→ **Work to complete**: Give back each line of the data exactly as it reads, minus the pictures.

BEGIN

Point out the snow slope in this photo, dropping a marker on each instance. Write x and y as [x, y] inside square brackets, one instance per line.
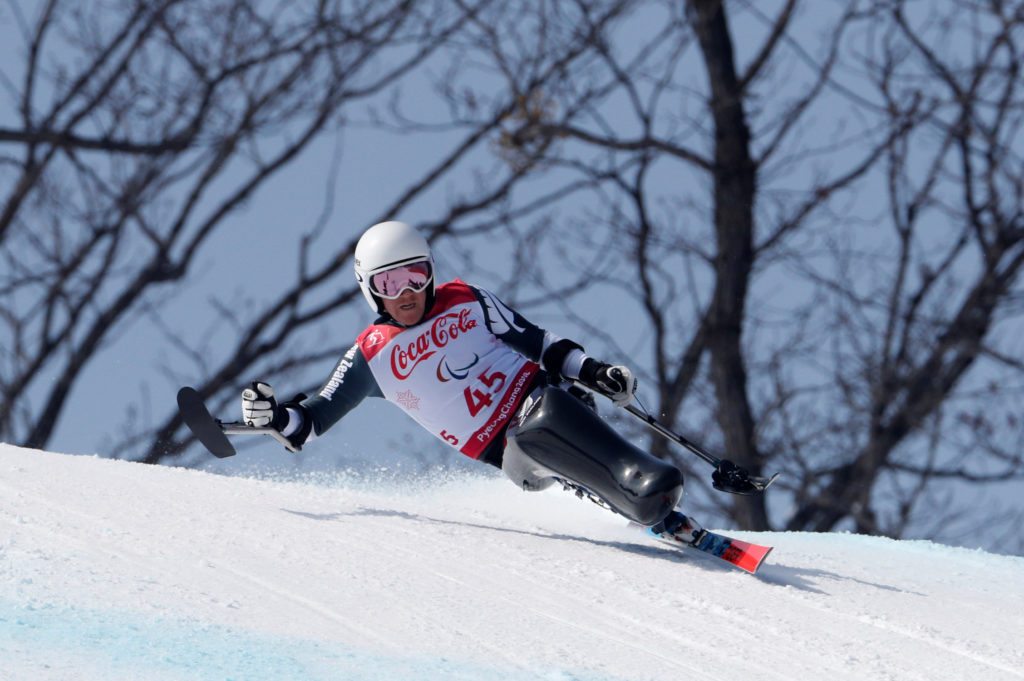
[118, 570]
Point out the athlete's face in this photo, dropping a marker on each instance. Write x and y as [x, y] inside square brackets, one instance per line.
[408, 308]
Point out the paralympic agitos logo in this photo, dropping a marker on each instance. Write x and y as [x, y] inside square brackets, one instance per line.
[404, 358]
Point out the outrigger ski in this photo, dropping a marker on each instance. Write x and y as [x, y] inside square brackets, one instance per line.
[212, 432]
[743, 555]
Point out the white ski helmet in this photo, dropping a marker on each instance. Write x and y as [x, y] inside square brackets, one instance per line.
[388, 245]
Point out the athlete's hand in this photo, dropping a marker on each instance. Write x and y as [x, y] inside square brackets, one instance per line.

END

→ **Answer box**:
Point out the snow slope in this photo, dropping a marker on each instance. Write x and y as [x, y] inside square brackets, one instance per line.
[118, 570]
Point out the athlete's face in this photo, dropping a marker on each instance. Write x and y as [x, y] inside square brackets, one instance per line.
[408, 308]
Point out the paralympic agitos logo in this photo, dropping a marker on each instance. Write x and y as [x, y] inside square brackets, one instance per line.
[404, 358]
Point out the outrigger ski in this photo, dropping a marker on each instance. Write x and y as [x, y] inside square brackets, one instance per line.
[212, 432]
[743, 555]
Point out the white ski helmet in this photo, dropping a marker on each instance. Write x and y as [x, y] inside square brackets, one instance per line.
[388, 245]
Point out the athlete's hand in this photo, dropping a marker on each instance. Write x and y as [x, y] inside square brackets, one instance per line.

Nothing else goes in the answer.